[Document passage]
==*==

Lucie US 55 Returns to Racing

Lucie US 55 returns to racing at the 2011 Six Metre World Cup in Helsinki
by Pam Rorke Levy

Lucie arrived in Helsinki just days before the start of the 2011 Six Metre World Cup, accompanied by a sole crew member, Johnny Walker. The rest of her Corinthian crew, including owner Matt Brooks, Helmsman Jamie Hilton, Robby Doyle and Judd Smith of Doyle Sails, and bowman Chris Greenman would not arrive until the first day of racing, scheduled for Monday, August x. When they assembled dockside that day, the crew had spent just 45 minutes aboard Lucie together, sailing her from the Hinckley Boatyard to her recommissioning party at the IRYS dock in Newport, Rhode Island

The first day of the World Cup would mark Lucie’s first competitive sail since the 1960s. Toby Rhodes found Lucie in 2004, and sold her to Gregory Carroll, who began a complete restoration in 2005. Over the next five years, boat builder Brian Rieff rebuilt Lucie in the exact manner of her original construction, including shellac between her double planked hull. That refit stalled before the mast, rigging and hardware were completed, but resumed in May of this year, when Knight Coolidge tipped off Matt Brooks and Jamie Hilton that the boat might be available for sale. Matt and Jamie had been searching for a classic six metre to race in Helsinki and considered other boats, either for charter or purchase, but concluded that Lucie’s pedigree was undeniably the most promising.

Lucie was the last six meter designed by Clinton Crane in 1930, and arguably his best. She was built in Nevin’s Yard on City Island in New York in 1931, for the noted sportsman Briggs Cunningham, and named after his first wife, Lucie Bedford Cunningham Warren. Lucie was named to three successive British-American Cup teams, her last in 1936. She is the only Crane design to stay in major competition after WWII. She often beat newer designs on the Great Lakes in the 50′s, such as US 81 Goose and US 87 MaybeVII, while named ‘Stork’.

Clinton Crane was a major force in the development of Corinthian yachting, a gentleman yacht designer, and an active 6 metre campaigner. Mr. Crane opened the door to Olin Stephens’ career as a yacht designer, literally stepping aside when he realized that he was potentially taking clients away from Olin, a young man at the time, and whose livelihood depended on design commissions. Mr. Crane also designed 12’s and 8’s, as well as other sailing and power craft, including dinghies, unlimited speedboats and high speed luxury commuters.

On May 19 of this year, Matt Brooks purchased Lucie and Jamie Hilton went to work putting the final stage of Lucie’s refit on a fast track bound for Helsinki. Boat builder Brian Rieff immediately went back to work at his yard in Brooklin, Maine, completing the restoration he had started years before, doing hull preparation, topsides and bottom, deck gear installation, and rig construction/assembly, with Marine architect Jacob Vargas in charge of optimizing the rig design for racing.

==*==

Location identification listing
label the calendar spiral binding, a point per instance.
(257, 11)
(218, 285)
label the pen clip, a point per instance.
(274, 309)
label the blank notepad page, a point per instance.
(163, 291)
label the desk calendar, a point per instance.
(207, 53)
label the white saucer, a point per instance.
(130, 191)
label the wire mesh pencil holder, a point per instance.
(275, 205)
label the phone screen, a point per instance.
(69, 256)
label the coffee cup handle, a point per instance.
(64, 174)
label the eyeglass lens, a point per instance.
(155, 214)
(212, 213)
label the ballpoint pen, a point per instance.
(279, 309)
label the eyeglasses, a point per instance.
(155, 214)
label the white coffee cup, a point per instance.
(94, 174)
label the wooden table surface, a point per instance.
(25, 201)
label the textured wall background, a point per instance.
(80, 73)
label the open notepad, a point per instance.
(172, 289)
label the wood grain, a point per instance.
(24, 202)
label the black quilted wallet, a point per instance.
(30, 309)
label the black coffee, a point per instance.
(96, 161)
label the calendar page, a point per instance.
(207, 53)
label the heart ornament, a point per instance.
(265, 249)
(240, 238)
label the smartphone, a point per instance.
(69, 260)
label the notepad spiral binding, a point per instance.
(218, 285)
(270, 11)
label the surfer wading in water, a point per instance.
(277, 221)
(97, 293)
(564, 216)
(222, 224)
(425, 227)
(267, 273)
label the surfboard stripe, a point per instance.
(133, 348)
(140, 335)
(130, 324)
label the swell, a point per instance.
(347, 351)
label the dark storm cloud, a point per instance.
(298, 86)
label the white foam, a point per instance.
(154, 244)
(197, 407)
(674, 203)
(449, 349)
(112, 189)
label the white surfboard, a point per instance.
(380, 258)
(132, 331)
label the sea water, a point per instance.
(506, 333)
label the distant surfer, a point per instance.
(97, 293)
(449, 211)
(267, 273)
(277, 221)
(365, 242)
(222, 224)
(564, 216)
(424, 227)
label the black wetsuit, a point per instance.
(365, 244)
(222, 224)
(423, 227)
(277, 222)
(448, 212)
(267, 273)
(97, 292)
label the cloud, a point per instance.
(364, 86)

==*==

[Set task 1] According to the article on Lucie's return to racing, where and in what year was Lucie built?
[Set task 2] From the article on Lucie's return to racing, write out word for word the part that opens with the words containing "On May 19 of" and closes with "design for racing.".

[Written response 1] She was built in Nevin's Yard on City Island in New York in 1931.

[Written response 2]
On May 19 of this year, Matt Brooks purchased Lucie and Jamie Hilton went to work putting the final stage of Lucie’s refit on a fast track bound for Helsinki. Boat builder Brian Rieff immediately went back to work at his yard in Brooklin, Maine, completing the restoration he had started years before, doing hull preparation, topsides and bottom, deck gear installation, and rig construction/assembly, with Marine architect Jacob Vargas in charge of optimizing the rig design for racing.